» **Problem to work on**: Lines containing the word "branch": say how many there are in the listing, with only the number as the answer.
************
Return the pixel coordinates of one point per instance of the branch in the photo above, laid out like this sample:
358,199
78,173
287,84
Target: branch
************
» **Exercise response**: 2